• [Problem 1]: In the excerpt about childhood bike rides, what kind of bicycle did the older sister get?
• [Problem 2]: Using the excerpt about childhood bike rides, say whether each statement agrees with it: (a) The narrator's bicycle was bought new. (b) Kids rarely play in city streets today. (c) Cars, buses, jeepneys, and tricycles now rule the city streets.

• [Excerpt to read]:
====

One of my favorite childhood memories is riding my shiny silvery-green bicycle (hand-me-down, as my older sister got the coveted red BMX bike) around our subdivision with my sister and cousins. We spent many a day outdoors: racing our bikes, making mud pies, playing Chinese garter. Learning how to balance while riding a bike without training wheels was the simplest and purest form of joy and freedom.

Nowadays, the streets in the cities are ruled by cars, buses, jeepneys, and tricycles. Kids rarely play in the streets; aside from the dangers of being hit by automobiles, there is the lure of the computer, the iPad, and the PSP2.

What happens though, when people take to the streets and take the streets back from automobiles?

====

• [Recorded data]:
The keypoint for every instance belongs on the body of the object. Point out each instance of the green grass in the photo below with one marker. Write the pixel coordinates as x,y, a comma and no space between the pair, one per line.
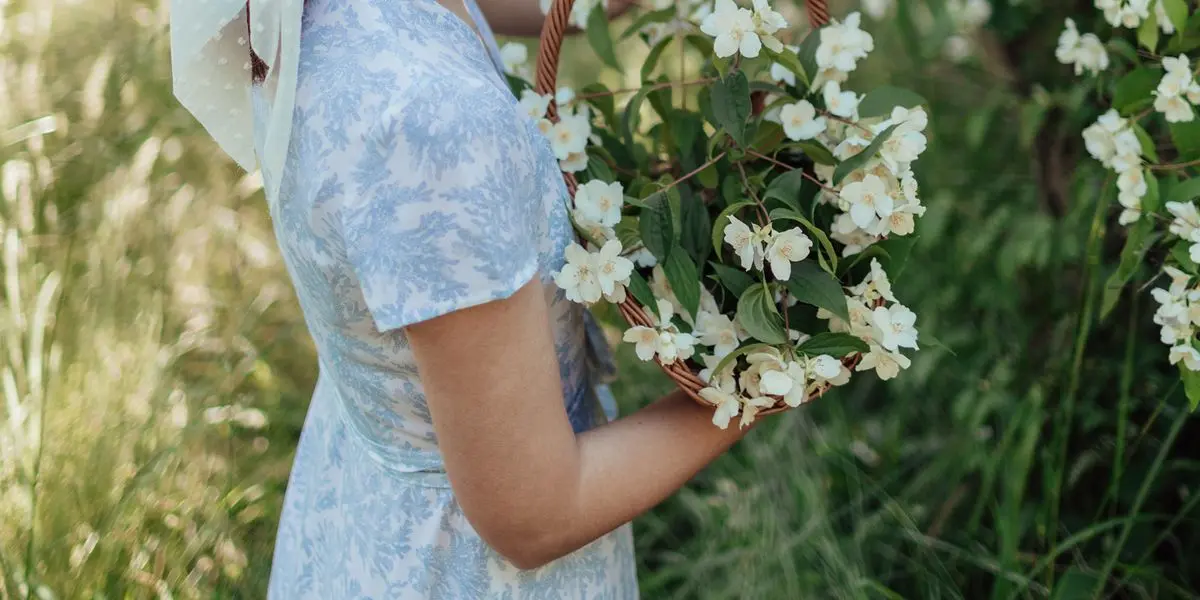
155,370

====

• [Task answer 1]: The coveted red BMX bike.

• [Task answer 2]:
(a) No: "hand-me-down, as my older sister got the coveted red BMX bike"
(b) Yes: "Kids rarely play in the streets"
(c) Yes: "the streets in the cities are ruled by cars, buses, jeepneys, and tricycles"